Task to complete — Would it be possible to copy exactly the lines from the one containing "Query: stacked containers" to the end of the entries, including both and nothing else?

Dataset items
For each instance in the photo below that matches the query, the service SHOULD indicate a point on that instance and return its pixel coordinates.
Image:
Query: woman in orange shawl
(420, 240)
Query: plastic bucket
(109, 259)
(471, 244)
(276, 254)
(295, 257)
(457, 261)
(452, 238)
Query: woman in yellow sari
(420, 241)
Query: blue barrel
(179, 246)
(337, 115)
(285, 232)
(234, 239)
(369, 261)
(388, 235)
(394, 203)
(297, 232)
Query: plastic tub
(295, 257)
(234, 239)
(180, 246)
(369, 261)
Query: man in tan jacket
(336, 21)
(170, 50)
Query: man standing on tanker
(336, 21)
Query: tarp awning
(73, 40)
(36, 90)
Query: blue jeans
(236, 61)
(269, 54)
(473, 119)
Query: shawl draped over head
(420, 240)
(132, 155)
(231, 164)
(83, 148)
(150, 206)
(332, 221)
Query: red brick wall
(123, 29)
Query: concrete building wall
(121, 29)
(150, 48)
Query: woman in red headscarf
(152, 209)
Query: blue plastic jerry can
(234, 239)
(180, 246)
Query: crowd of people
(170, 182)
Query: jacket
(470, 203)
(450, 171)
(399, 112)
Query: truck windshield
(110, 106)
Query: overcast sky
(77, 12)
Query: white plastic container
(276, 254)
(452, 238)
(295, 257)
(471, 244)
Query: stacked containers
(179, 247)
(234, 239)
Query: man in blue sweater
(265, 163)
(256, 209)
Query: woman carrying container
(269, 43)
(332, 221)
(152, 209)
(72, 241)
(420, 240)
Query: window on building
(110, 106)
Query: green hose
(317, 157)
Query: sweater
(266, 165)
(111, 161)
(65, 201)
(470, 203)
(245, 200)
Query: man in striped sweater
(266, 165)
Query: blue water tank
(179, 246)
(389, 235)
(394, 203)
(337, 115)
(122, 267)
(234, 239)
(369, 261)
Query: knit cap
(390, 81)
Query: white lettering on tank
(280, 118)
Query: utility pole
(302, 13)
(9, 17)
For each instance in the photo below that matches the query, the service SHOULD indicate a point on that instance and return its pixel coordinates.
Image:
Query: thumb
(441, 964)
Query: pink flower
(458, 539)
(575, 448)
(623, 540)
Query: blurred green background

Solution —
Query: stacked containers
(179, 247)
(234, 239)
Query: man in blue sweater
(265, 163)
(256, 209)
Query: woman carrying container
(269, 43)
(332, 221)
(152, 209)
(72, 241)
(420, 240)
Query: window on building
(110, 106)
Query: green hose
(317, 157)
Query: sweater
(266, 165)
(111, 161)
(65, 201)
(470, 203)
(245, 200)
Query: man in striped sweater
(266, 165)
Query: blue water tank
(179, 246)
(389, 235)
(394, 203)
(337, 115)
(122, 267)
(234, 239)
(369, 261)
Query: knit cap
(390, 81)
Query: white lettering on tank
(280, 118)
Query: utility pole
(302, 13)
(9, 17)
For each instance in the photo below that matches the query, the service SHOULD indicate a point on that instance and return its pixel coordinates.
Image:
Query: thumb
(441, 964)
Query: pink flower
(458, 539)
(575, 448)
(623, 540)
Query: blurred green background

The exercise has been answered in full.